#### [Problem to work on]
Pull out every line in the data below that contains the string "instance", treating uppercase and lowercase as different.

#### [Material provided]
■ ■ ■ ■ ■ ■ ■

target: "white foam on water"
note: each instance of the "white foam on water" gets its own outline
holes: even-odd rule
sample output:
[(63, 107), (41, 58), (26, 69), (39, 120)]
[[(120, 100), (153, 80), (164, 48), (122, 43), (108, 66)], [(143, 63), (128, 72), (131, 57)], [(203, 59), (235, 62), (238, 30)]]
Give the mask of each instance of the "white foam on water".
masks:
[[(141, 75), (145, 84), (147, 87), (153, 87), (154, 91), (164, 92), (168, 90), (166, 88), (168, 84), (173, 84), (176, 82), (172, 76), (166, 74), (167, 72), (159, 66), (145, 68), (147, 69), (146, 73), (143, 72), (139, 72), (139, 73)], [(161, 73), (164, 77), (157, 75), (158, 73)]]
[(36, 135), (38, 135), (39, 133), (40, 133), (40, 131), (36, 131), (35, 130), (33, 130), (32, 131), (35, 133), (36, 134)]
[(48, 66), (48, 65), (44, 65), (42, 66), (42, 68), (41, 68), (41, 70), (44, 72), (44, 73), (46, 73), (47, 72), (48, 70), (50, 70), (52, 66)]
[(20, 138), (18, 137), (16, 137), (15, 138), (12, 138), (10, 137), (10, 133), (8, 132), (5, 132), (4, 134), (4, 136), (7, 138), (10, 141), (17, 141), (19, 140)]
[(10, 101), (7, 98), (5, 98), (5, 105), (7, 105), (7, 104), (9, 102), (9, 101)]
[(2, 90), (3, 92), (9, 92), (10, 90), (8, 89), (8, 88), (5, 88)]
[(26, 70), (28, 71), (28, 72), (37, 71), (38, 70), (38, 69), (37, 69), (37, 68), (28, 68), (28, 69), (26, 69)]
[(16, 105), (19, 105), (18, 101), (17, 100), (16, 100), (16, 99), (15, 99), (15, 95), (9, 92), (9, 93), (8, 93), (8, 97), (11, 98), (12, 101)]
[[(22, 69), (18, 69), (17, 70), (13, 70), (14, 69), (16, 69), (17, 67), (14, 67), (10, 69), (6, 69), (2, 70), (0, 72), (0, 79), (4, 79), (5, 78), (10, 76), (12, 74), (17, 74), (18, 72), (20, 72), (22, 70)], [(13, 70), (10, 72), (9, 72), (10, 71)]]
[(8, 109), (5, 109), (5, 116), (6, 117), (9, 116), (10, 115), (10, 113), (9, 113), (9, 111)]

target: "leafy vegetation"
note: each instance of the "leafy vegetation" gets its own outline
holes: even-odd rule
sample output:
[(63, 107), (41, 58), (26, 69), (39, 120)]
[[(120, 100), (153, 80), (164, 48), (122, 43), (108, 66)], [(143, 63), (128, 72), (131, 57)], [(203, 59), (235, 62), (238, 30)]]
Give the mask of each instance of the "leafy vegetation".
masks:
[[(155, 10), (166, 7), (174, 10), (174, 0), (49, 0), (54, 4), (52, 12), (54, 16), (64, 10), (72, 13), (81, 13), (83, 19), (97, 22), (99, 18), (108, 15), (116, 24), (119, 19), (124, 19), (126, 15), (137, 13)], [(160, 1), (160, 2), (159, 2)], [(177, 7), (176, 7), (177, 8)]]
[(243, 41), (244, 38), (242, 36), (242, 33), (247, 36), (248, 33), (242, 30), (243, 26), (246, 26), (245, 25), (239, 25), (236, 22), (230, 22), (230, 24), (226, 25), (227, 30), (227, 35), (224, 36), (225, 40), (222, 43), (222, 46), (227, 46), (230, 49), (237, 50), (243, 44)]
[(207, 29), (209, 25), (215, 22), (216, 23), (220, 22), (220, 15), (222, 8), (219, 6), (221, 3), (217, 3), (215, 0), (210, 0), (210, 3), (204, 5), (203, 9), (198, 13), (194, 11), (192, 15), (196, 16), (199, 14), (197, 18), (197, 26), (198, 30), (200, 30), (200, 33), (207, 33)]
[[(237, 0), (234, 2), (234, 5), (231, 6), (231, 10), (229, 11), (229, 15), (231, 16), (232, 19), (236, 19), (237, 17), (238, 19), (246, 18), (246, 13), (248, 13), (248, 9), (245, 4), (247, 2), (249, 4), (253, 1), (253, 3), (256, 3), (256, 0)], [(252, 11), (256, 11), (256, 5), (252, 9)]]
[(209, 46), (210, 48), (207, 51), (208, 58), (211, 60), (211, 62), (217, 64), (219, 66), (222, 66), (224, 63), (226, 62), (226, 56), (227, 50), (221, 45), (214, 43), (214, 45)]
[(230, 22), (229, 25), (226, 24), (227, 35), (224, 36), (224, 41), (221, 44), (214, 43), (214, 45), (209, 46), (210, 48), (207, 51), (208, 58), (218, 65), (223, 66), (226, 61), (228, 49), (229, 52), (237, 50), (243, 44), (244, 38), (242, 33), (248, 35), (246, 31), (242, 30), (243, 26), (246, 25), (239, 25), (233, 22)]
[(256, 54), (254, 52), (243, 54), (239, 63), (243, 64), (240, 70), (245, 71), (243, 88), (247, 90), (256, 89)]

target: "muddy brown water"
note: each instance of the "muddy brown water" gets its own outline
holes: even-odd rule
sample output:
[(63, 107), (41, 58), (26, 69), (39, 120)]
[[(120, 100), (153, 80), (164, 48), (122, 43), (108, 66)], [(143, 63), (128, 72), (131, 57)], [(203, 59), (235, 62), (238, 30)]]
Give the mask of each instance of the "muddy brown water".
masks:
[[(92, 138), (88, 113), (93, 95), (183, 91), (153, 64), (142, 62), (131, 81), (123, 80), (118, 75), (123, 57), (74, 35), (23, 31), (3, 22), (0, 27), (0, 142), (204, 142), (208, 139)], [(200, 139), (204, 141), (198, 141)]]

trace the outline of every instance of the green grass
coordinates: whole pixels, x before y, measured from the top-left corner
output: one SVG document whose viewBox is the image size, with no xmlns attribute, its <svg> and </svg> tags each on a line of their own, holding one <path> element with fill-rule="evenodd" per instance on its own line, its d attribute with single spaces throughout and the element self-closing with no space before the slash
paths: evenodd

■ ■ ■ ■ ■ ■ ■

#### [Answer in full]
note: each instance of the "white foam on water" gets its own outline
Give the mask of each instance of the "white foam on water".
note: each instance of the "leafy vegetation" gets its own outline
Give the mask of each instance of the "leafy vegetation".
note: each instance of the "muddy brown water" gets its own outline
Give the mask of each instance of the "muddy brown water".
trace the outline of every instance of the green grass
output: one SVG document whose viewBox is the image size, with no xmlns attribute, its <svg> and </svg> tags each on a line of their own, holding one <path> element with fill-rule="evenodd" per instance on its own line, its d attribute with single spaces throughout and the element self-closing with no space before the slash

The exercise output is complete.